▶ [What to produce]:
Output only the lines of the entries that follow, starting at the one with "chunk in this photo." and running down to the one with "tealight candle in this photo.", both included and unchanged.

▶ [Listed entries]:
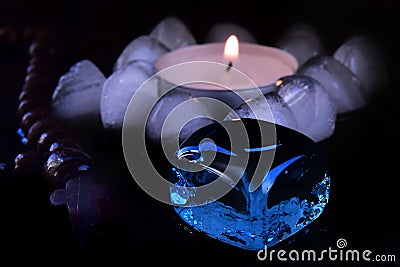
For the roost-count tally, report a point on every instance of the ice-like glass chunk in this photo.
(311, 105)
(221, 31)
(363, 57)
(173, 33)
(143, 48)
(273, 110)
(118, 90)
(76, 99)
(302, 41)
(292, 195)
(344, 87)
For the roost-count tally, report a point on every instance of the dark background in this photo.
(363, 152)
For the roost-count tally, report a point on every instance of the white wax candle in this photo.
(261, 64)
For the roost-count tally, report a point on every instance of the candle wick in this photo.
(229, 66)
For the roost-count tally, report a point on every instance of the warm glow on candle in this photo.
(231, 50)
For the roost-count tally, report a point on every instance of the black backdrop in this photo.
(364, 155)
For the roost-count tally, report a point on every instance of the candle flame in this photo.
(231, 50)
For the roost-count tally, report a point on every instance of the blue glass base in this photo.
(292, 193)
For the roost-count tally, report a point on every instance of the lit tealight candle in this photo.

==

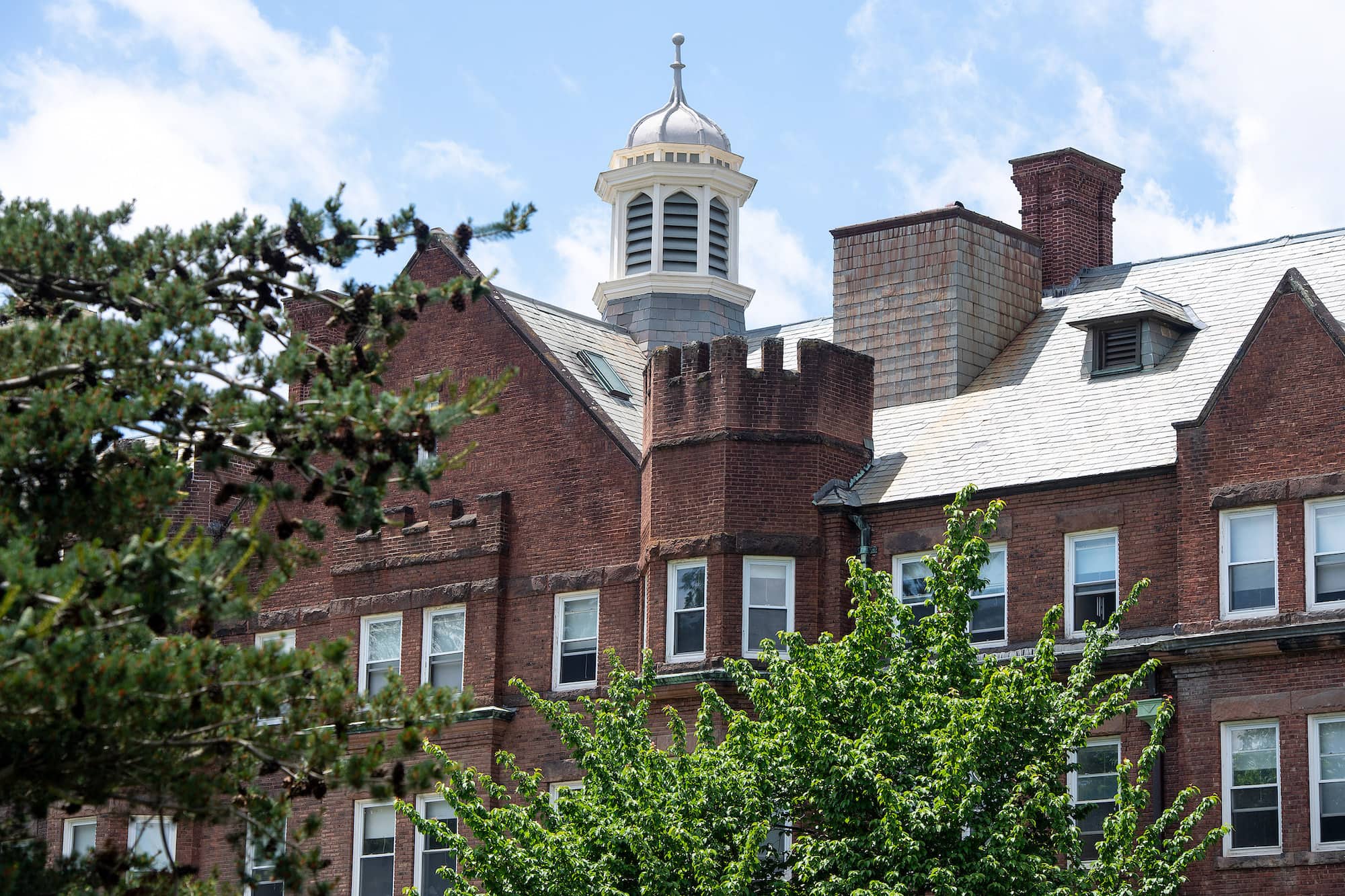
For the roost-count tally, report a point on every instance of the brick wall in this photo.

▶ [Answer to the exercise]:
For the roost-count tally, report a point on every instance of the ice-like glass chunk in this photo.
(311, 105)
(221, 31)
(363, 57)
(173, 33)
(143, 48)
(273, 110)
(118, 90)
(76, 99)
(302, 41)
(292, 195)
(344, 87)
For the roost-count tally, report a point on every instance of the dark background in this photo.
(363, 152)
For the roost-count tally, report a point on every instance of the white wax candle in this photo.
(261, 64)
For the roost-count tally, report a point on every instance of the candle wick in this photo.
(229, 66)
For the roost-count tally, report a point on every instance of the warm glow on candle in this photo.
(231, 50)
For the roost-count tally, report a point on every instance of the black backdrop in this photo.
(364, 155)
For the roost-count tally, report a point on every instance of the candle flame in this photo.
(231, 50)
For the roost-count tally, report a point on every instance of the blue glass base in this photo.
(292, 193)
For the roost-count tally, report a point on every instance of the lit tealight candle in this photo.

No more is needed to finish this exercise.